## Selected passage
——————————
Ah – the Malcolm Gladwell books. I love it when books are a trend.
“The Power of Thinking Without Thinking”
This sounds a lot like the life philosophy of the gentleman that’s about to win a Darwin Award*.
But the actual theory is that your subconscious gathers and interprets information at a much wider and more accurate rate than your conscious mind. Which can make sense – your conscious mind is only 10% of your brain capacity. Or 30%. Or something.
The rest is “intuition”. So when you do it because it “feels right”, you’re just trusting that your mind is picking up on more stuff that you’re aware of.
Sounds good to me. Particularly when Malcolm spends a chapter discussing couples and what you can tell about them based on their facial expressions** during each second of a 15 minute filmed conversation. The test can predict the likelihood of a couple’s staying power with 90% accuracy.
Which is important financially for deciding how important that pre-nup is***.
But also, when it comes to money, lots of people make decisions “from the gut”.
Should they?
Blink says “maybe”. Yes – snap judgements can be more right that considered ones. But it also suggests that the merit in the snap decision is how much time you have spent in that particular field. For example, professional tennis players are good at making snap decisions during tennis matches. Stockbrokers would be less so.
Read it.
If only for the great example about how the American Military games were won by the team that was meant to lose****, so they redid the games with a different commander until the outcome was as they wanted expected, and then declared their strategy a success.
<raises eyebrow>
*In case any reader doesn’t know – Darwin Awards recognise a person who, through the foolishness of their death act, have done the human race a favour by removing themselves from the gene pool.
**It seems that there are about 20 different emotional states (at least, according to the model in question), each with its own sets of facial expression.
***You want to find out likelihoods if you’re the rich partner, so that you can preserve wealth. You want to find out likelihoods if you’re Priscilla Zuckerberg, so that you can make sure you get your slice. Which means that both sides benefit from a pre-nup. So really, the argument’s a bit redundant.
****Their commander played intuitively instead of as predicted by the game algorithms.
——————————
(Stored data entries)
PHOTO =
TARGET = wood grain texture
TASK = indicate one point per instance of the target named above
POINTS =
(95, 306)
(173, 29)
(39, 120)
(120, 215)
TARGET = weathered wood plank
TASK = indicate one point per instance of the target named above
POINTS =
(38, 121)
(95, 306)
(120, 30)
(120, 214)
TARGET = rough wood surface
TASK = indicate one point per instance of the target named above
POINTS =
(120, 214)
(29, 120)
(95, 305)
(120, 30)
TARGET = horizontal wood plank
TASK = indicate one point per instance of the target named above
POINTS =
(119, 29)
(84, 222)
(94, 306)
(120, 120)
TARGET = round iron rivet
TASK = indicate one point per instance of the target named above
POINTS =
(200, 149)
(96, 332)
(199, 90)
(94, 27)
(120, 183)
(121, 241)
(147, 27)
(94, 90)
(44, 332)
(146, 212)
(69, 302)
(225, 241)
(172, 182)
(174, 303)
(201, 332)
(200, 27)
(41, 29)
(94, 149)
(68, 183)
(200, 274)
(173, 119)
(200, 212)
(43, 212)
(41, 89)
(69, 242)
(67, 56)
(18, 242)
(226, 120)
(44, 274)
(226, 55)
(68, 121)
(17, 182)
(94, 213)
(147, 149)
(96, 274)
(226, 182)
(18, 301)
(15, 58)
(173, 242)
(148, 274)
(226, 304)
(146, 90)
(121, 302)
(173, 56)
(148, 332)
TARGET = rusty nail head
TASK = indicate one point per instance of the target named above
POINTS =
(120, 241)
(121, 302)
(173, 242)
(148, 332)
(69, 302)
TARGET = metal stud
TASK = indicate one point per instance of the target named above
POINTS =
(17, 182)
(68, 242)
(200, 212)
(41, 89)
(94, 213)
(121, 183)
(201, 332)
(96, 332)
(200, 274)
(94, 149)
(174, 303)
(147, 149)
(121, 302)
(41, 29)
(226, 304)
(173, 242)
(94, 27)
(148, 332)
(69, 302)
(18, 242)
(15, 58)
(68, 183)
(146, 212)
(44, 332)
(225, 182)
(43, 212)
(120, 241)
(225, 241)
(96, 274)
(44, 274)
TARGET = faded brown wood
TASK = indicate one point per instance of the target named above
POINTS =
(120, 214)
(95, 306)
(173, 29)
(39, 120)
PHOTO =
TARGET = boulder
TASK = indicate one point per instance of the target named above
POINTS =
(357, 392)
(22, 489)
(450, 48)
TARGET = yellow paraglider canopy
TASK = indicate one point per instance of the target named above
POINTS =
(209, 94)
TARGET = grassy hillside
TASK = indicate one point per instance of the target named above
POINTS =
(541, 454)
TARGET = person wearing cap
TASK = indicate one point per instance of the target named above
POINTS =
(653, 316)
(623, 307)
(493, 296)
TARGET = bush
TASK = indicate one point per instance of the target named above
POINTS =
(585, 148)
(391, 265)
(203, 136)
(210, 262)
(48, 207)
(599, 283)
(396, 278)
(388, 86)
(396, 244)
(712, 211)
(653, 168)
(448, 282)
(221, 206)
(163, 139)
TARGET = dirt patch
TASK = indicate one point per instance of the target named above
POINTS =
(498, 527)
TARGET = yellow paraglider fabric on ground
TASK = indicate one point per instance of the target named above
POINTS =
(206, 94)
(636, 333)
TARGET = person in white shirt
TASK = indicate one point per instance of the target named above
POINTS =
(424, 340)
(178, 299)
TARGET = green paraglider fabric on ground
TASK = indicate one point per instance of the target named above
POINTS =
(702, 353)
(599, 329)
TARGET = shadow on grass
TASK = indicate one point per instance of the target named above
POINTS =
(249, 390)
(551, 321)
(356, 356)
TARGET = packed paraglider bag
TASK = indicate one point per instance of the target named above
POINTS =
——————————
## Work task 1
Answer these questions about the book review:
(a) How long is the filmed conversation used to study couples?
(b) Who is given as an example of people who are good at snap decisions during matches?
(c) About how many different emotional states are mentioned?
## Work task 2
Please copy the book review starting with "But the actual" and going on through "Should they?", swapping "pre-nup" for "prenuptial agreement".

## Exercise solution 1
(a) 15 minutes
(b) Professional tennis players
(c) About 20

## Exercise solution 2
But the actual theory is that your subconscious gathers and interprets information at a much wider and more accurate rate than your conscious mind. Which can make sense – your conscious mind is only 10% of your brain capacity. Or 30%. Or something.
The rest is “intuition”. So when you do it because it “feels right”, you’re just trusting that your mind is picking up on more stuff that you’re aware of.
Sounds good to me. Particularly when Malcolm spends a chapter discussing couples and what you can tell about them based on their facial expressions** during each second of a 15 minute filmed conversation. The test can predict the likelihood of a couple’s staying power with 90% accuracy.
Which is important financially for deciding how important that prenuptial agreement is***.
But also, when it comes to money, lots of people make decisions “from the gut”.
Should they?